╭─ Text shown
Yes, Julien. I think for the first question as far as kind of why we're not repaying the full $100 million. Really the reason for that is that we only have $75 million to $76 million sitting in the collateral account at CoalCo today. And we -- the cash that's in that account is the only cash that we can use to pay down the term loan. We can't use unrestricted cash to pay that down. We can't use the restricted cash that's still remaining over at GasCo to pay down the term loan debt. So we're basically limited to what we have in the CoalCo restricted account, and that's the $75 million today. I think to the extent that we're able to pull some more collateral back in at CoalCo and bring that balance back up, I think we would seriously look at paying down some more of the CoalCo term loan should that occur. So more to come on that. As far as timing of revisiting our liquidity program, to me I think that needs to be done in conjunction with a potential refinancing and maybe a larger type of exercise. To me, that -- given some of the prepayment penalties that we would incur in refinancing early, I think that's probably more likely a 2013 event. And frankly, given kind of where the markets are, where the prepayment penalties are, we would want to wait until we have high confidence that the right transaction can be done, and that it could can be done economically. So I don't know that something will be done in the near term, but it certainly is something that we're continuing to monitor and we'll execute at the right time.

Julien Dumoulin-Smith - UBS Investment Bank, Research Division

What's the right excess cash balance to think about, just to be blunt?

Robert C. Flexon

Well, I think -- I tend to think about it in terms of liquidity and whether that's in cash, whether it's in letter of credit capacity, revolver capacity or so forth. I think kind of where we are, I think, is a fairly good place. We have a little bit more liquidity maybe than we need. What I referenced in the slides here was we'd like to have a total, or we think we need, about $700 million to $800 million in total liquidity. We've deployed about $450 million already. So that would imply -- you'd probably want another at least $350 million in liquidity. We have a little bit more than that today. But again, I think, we want to have a margin of error here. So I'm fairly comfortable with where we are right now.
╰─
╭─ Extracted records
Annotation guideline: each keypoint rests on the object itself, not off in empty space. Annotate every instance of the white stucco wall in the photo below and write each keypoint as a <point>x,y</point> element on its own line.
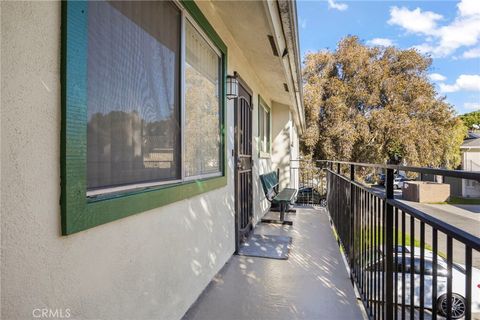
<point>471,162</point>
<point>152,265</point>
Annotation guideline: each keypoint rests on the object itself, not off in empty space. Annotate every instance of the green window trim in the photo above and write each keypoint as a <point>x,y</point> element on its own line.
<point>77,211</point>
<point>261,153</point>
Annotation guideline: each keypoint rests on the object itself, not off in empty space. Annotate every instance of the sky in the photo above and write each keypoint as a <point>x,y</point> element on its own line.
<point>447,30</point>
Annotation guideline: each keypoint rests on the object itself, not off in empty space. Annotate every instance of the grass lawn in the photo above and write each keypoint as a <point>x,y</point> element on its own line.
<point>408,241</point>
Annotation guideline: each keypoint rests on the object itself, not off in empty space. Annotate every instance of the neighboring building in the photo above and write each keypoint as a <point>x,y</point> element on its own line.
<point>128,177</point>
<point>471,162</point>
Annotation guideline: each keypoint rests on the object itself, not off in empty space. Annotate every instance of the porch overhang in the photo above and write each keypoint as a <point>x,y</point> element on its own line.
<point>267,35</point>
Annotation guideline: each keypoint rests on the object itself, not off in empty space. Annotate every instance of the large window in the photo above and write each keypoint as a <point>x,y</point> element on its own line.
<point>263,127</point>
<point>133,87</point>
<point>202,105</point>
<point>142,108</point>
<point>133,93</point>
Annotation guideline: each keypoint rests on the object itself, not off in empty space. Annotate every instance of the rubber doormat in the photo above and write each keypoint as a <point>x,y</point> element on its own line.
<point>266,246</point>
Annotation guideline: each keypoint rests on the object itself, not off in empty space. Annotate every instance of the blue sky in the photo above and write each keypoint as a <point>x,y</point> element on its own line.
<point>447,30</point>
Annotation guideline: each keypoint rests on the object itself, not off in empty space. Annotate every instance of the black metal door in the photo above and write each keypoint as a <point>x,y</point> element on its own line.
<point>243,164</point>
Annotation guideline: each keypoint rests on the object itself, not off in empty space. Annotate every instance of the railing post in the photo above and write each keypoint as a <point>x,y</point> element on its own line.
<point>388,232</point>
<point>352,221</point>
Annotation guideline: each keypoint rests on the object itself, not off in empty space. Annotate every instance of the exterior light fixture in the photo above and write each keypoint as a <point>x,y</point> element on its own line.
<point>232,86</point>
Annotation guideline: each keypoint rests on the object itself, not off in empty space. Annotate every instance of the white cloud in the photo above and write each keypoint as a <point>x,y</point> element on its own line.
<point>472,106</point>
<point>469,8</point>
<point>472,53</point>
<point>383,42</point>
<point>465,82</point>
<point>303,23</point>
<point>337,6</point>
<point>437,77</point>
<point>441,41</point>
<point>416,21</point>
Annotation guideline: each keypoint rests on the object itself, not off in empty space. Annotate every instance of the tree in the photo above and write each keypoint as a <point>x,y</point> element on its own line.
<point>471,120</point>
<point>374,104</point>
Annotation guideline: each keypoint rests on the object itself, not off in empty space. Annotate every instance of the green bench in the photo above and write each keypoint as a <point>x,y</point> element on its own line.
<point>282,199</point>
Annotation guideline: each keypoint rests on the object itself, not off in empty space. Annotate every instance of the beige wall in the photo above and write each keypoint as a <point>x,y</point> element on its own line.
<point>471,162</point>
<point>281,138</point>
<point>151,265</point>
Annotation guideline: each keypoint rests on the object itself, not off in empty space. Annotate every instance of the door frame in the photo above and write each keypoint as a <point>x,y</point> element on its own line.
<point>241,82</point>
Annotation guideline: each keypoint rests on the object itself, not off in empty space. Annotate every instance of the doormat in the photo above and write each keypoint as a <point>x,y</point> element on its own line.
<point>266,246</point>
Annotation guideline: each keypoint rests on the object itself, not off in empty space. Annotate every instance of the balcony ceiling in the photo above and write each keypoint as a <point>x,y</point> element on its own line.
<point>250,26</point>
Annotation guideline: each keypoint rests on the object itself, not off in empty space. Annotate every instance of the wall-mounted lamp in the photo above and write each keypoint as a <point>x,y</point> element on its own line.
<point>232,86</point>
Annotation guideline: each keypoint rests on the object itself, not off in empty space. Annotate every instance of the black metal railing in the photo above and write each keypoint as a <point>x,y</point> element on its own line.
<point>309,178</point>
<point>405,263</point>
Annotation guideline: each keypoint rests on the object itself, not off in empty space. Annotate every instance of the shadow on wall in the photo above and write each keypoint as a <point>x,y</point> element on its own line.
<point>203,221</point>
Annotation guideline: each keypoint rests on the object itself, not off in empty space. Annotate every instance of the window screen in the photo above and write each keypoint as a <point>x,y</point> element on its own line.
╰─
Tasks to complete
1. In the transcript, how much total liquidity is said to be needed?
2. Rewrite the transcript from "What's the right" to "are right now.", inclusive, and swap "margin of error" for "safety buffer".
You won't need the items.

Per-task answers
1. About $700 million to $800 million.

2.
What's the right excess cash balance to think about, just to be blunt?

Robert C. Flexon

Well, I think -- I tend to think about it in terms of liquidity and whether that's in cash, whether it's in letter of credit capacity, revolver capacity or so forth. I think kind of where we are, I think, is a fairly good place. We have a little bit more liquidity maybe than we need. What I referenced in the slides here was we'd like to have a total, or we think we need, about $700 million to $800 million in total liquidity. We've deployed about $450 million already. So that would imply -- you'd probably want another at least $350 million in liquidity. We have a little bit more than that today. But again, I think, we want to have a safety buffer here. So I'm fairly comfortable with where we are right now.